::: Fragment :::
I. ONTSTAAN EN LOOP VAN HET GEDING
Bij besluit van 24 maart 1998 heeft gedaagde het dagloon waarnaar de aan appellant toegekende uitkering krachtens de Wet op de arbeidsongeschiktheidsverzekering (WAO) werd berekend, met terugwerkende kracht tot 5 september 1997 verlaagd, en een bedrag van f. 16.293,62 van appellant teruggevorderd. Het tegen dit besluit gemaakte bezwaar is bij het bestreden besluit van 30 november 1998 ongegrond verklaard.
De Arrondissementsrechtbank te Utrecht heeft bij uitspraak van 15 december 1999 het door appellant ingestelde beroep tegen dat besluit ongegrond verklaard.
:::
Opdracht A » Schrijf het fragment over, beginnend bij "I. ONTSTAAN EN" en doorlopend tot en met "1998 ongegrond verklaard.". Vervang daarin "appellant" door "betrokkene".
Opdracht B » Vat de alinea uit het fragment die begint met "Bij besluit van 24 maart 1998" beknopter samen en behoud de belangrijkste feiten.
::: Aangeleverde regels :::
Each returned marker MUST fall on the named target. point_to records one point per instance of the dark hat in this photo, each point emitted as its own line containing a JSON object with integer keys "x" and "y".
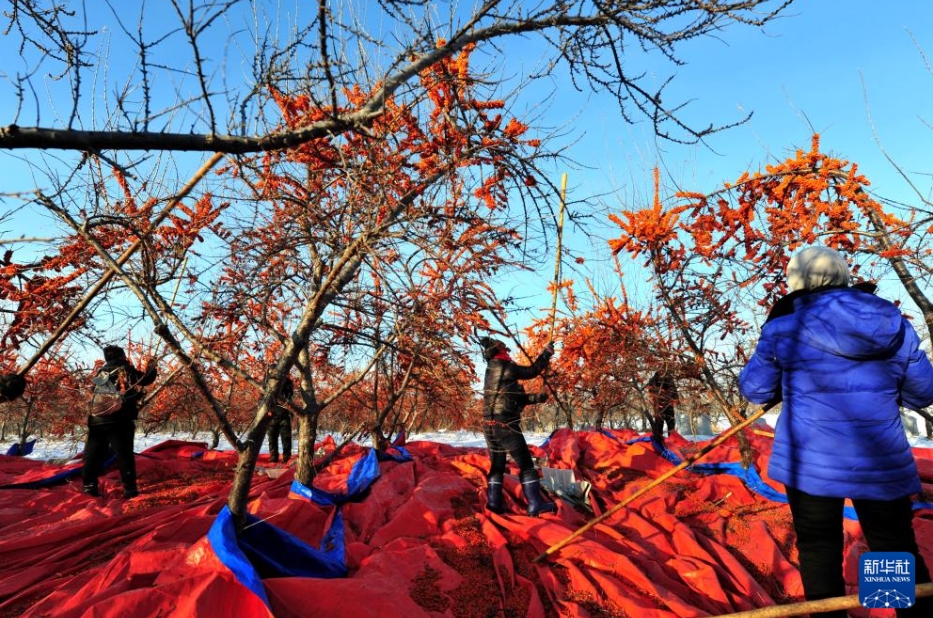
{"x": 114, "y": 354}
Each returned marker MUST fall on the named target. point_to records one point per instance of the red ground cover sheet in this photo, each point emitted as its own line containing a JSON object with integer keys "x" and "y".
{"x": 417, "y": 542}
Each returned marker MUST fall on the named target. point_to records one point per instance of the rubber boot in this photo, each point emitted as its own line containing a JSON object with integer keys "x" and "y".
{"x": 494, "y": 494}
{"x": 531, "y": 486}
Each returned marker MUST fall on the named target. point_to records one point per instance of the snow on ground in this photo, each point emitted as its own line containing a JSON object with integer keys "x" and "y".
{"x": 67, "y": 448}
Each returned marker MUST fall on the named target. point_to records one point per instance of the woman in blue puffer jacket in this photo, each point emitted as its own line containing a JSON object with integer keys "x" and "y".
{"x": 844, "y": 362}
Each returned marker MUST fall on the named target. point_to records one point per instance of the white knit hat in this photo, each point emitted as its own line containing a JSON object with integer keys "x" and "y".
{"x": 815, "y": 267}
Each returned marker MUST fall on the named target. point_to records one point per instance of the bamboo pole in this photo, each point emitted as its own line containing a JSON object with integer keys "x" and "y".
{"x": 124, "y": 257}
{"x": 557, "y": 260}
{"x": 706, "y": 449}
{"x": 815, "y": 607}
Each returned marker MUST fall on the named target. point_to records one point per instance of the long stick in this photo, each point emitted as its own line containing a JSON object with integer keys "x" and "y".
{"x": 557, "y": 260}
{"x": 811, "y": 607}
{"x": 124, "y": 257}
{"x": 706, "y": 449}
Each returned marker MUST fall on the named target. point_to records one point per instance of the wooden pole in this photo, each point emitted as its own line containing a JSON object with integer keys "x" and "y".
{"x": 109, "y": 273}
{"x": 557, "y": 260}
{"x": 815, "y": 607}
{"x": 706, "y": 449}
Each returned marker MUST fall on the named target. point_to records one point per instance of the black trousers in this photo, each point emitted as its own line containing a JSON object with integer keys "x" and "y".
{"x": 505, "y": 438}
{"x": 280, "y": 427}
{"x": 818, "y": 522}
{"x": 117, "y": 437}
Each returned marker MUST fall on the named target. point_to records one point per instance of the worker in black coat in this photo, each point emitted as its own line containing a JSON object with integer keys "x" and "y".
{"x": 116, "y": 432}
{"x": 281, "y": 424}
{"x": 504, "y": 398}
{"x": 12, "y": 386}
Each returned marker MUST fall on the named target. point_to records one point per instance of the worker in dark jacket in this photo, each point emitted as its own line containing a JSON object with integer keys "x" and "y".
{"x": 843, "y": 361}
{"x": 662, "y": 391}
{"x": 281, "y": 423}
{"x": 12, "y": 386}
{"x": 116, "y": 432}
{"x": 503, "y": 401}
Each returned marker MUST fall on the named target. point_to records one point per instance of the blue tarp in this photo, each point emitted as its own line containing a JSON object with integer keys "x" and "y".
{"x": 264, "y": 551}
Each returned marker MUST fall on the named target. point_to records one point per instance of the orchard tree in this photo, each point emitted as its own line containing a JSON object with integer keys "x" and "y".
:::
Schriftelijk antwoord A »
I. ONTSTAAN EN LOOP VAN HET GEDING
Bij besluit van 24 maart 1998 heeft gedaagde het dagloon waarnaar de aan betrokkene toegekende uitkering krachtens de Wet op de arbeidsongeschiktheidsverzekering (WAO) werd berekend, met terugwerkende kracht tot 5 september 1997 verlaagd, en een bedrag van f. 16.293,62 van betrokkene teruggevorderd. Het tegen dit besluit gemaakte bezwaar is bij het bestreden besluit van 30 november 1998 ongegrond verklaard.

Schriftelijk antwoord B » Op 24 maart 1998 verlaagde gedaagde met terugwerkende kracht tot 5 september 1997 het dagloon waarop de WAO-uitkering van appellant was berekend. Ook vorderde gedaagde f. 16.293,62 van appellant terug. Het bezwaar tegen dat besluit werd bij het bestreden besluit van 30 november 1998 ongegrond verklaard.